La vera e duratura garanzia di pace, stabilità e sicurezza è nella capacità delle nazioni del mondo, a partire da quelle che hanno più ricchezza e dunque più potere, di ritrovare unità, concerto nelle decisioni, coralità nella definizione delle priorità. Nazioni unite significava, e deve tornare pienamente a significare, questo. Certamente, e pur indirettamente, il progressivo svuotamento e delegittimazione di sedi internazionali quali l'Onu non ha contribuito a rendere più sicure e durature le relazioni di pace tra i popoli e gli equilibri geopolitici tra le aree.
In questo stato di grave tensione e dopo i tragici lutti che hanno colpito la popolazione americana, occorre far sì che l'emozione non soffochi la ragione, che il dolore non accechi e zittisca la politica, che rimane lo strumento principe per governare le relazioni tra gli stati, dirimendone e prevenendone i conflitti.

• Cosa fare
Scrivi il seguito del testo sulla pace e sulle Nazioni unite, riprendendo subito dopo l'ultima frase.

• Dati salvati

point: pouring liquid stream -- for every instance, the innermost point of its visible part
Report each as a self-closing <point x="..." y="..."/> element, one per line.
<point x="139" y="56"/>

• Risposta
Prima che di "giustizia infinita" occorrerebbe forse parlare di fine dell'ingiustizia. Non è un gioco di parole: è la consapevolezza, fuori di ogni retorica o demagogia, che il rapporto tra Nord e Sud del mondo è contrassegnato storicamente da troppe disparità, ineguaglianze, povertà, logiche di sfruttamento, razzismo e neocolonialismo. Uno squilibrio pericoloso, rispetto al quale siamo spesso sordi e disattenti. Ragionarne non significa certo allentare lo sdegno per il criminale attentato dell'11 settembre o diminuire la solidarietà verso le vittime e le popolazioni colpite. All'opposto, significa ricercare una più efficace capacità di prevenire nuovi lutti e di battere le organizzazioni criminali e il fanatismo politico e religioso, sottraendo loro il consenso e contrastandone l'operatività.
Queste ingiustizie, lo strangolamento economico di intere regioni e continenti attraverso il meccanismo "usurario" del debito, la morte per fame, per sete, per malattie evitabili, per desertificazione del territorio, per nuovo schiavismo, per aids, per privazione dei diritti umani, per intolleranze etnico-religiose, costituiscono nell'insieme una polveriera.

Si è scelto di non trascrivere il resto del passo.